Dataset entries
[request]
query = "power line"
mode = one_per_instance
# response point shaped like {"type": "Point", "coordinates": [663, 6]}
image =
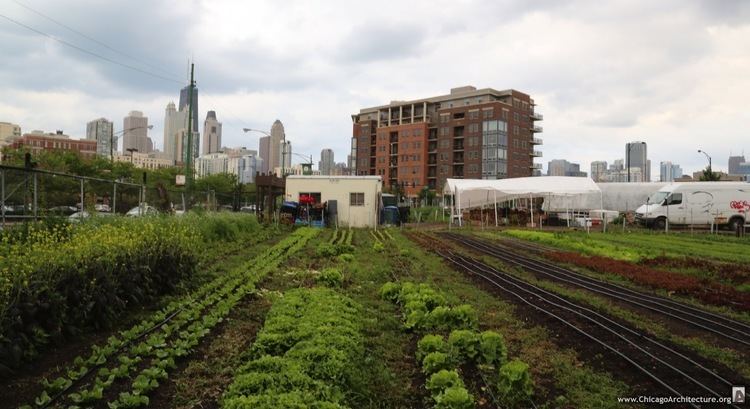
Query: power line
{"type": "Point", "coordinates": [83, 50]}
{"type": "Point", "coordinates": [93, 39]}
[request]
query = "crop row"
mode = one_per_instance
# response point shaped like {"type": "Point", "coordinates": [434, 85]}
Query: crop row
{"type": "Point", "coordinates": [442, 362]}
{"type": "Point", "coordinates": [152, 346]}
{"type": "Point", "coordinates": [704, 290]}
{"type": "Point", "coordinates": [306, 355]}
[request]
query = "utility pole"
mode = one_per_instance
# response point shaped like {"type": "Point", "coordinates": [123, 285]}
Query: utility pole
{"type": "Point", "coordinates": [189, 150]}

TASK -
Copy every line of the data above word for word, leaving out the pictures.

EXERCISE RESULT -
[request]
query = "power line"
mode = one_per_instance
# response point shaped like {"type": "Point", "coordinates": [663, 6]}
image =
Query: power line
{"type": "Point", "coordinates": [83, 50]}
{"type": "Point", "coordinates": [93, 39]}
[request]
query = "crop row"
mode = one_per_instance
# response point shaped like {"type": "Point", "coordinates": [434, 85]}
Query: crop row
{"type": "Point", "coordinates": [442, 362]}
{"type": "Point", "coordinates": [152, 346]}
{"type": "Point", "coordinates": [704, 290]}
{"type": "Point", "coordinates": [306, 355]}
[request]
query = "utility pole"
mode = one_per_instance
# response point shaped like {"type": "Point", "coordinates": [123, 285]}
Query: utility pole
{"type": "Point", "coordinates": [189, 150]}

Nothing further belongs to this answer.